Rewrite every line of the items below as a numbered list, leaving out any blank lines.
+ + +
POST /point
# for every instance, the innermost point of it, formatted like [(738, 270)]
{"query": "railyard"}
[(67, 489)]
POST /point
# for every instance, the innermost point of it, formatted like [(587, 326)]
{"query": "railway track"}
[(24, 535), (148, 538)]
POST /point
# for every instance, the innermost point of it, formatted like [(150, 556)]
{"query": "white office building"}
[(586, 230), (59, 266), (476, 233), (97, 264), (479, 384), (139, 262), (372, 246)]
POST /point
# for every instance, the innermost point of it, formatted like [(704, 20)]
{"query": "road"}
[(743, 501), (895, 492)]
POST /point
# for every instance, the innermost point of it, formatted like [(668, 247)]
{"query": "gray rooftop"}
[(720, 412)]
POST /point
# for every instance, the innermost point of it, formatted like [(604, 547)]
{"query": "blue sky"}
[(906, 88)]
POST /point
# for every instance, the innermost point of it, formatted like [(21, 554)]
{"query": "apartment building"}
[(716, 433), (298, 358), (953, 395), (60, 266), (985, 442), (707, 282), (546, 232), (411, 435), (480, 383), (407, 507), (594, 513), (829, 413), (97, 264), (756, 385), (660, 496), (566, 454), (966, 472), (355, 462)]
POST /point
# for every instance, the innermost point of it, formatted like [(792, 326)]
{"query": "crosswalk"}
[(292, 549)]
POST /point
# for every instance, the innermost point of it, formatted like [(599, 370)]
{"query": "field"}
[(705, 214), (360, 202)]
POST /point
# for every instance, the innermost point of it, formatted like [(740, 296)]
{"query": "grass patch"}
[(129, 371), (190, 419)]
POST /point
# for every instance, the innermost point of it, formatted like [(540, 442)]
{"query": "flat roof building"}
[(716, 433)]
+ + +
• _SOLUTION TO THIS EXERCISE_
1. POST /point
2. # for every instance, the innermost point of it, formatted like [(738, 270)]
3. {"query": "railyard"}
4. [(67, 489)]
5. POST /point
6. # for every instance, the innermost point of it, formatted like [(587, 326)]
7. {"query": "railway track"}
8. [(24, 535), (148, 538)]
9. POST /point
10. # for every instance, the innermost point of it, formatted like [(150, 556)]
11. {"query": "white office building"}
12. [(586, 230), (59, 266), (476, 233), (97, 264), (479, 384), (139, 262), (372, 246)]
13. POST /point
14. # for every instance, the innermost point of it, formatted like [(704, 20)]
15. {"query": "road"}
16. [(743, 501), (895, 492)]
17. POST /point
18. # for every instance, the innermost point of it, formatted like [(668, 247)]
19. {"query": "gray rooftop"}
20. [(720, 412)]
21. POST /point
22. # for every instance, the innermost point of it, formatted like [(604, 547)]
23. {"query": "blue sky"}
24. [(906, 88)]
25. POST /point
26. # for every instance, the innermost point of it, formatted like [(21, 554)]
27. {"query": "apartment building"}
28. [(716, 433), (298, 358), (953, 395), (60, 266), (985, 442), (707, 282), (546, 232), (411, 435), (480, 383), (407, 507), (594, 513), (829, 413), (97, 264), (756, 385), (660, 496), (566, 454), (966, 472), (355, 462)]
29. POST /point
30. # for every instance, the innermost point of it, formatted like [(792, 326)]
31. {"query": "crosswalk"}
32. [(292, 549)]
33. POST /point
34. # for every instance, the innermost point of it, formatted like [(599, 370)]
35. {"query": "field"}
36. [(705, 214), (360, 202)]
37. POST /point
38. # for every instance, the innermost point of it, formatted like [(740, 296)]
39. {"query": "grass patch"}
40. [(129, 371), (190, 419)]
41. POST /point
42. # for every instance, the innermost point of it, formatted like [(540, 442)]
43. {"query": "flat roof building"}
44. [(716, 433)]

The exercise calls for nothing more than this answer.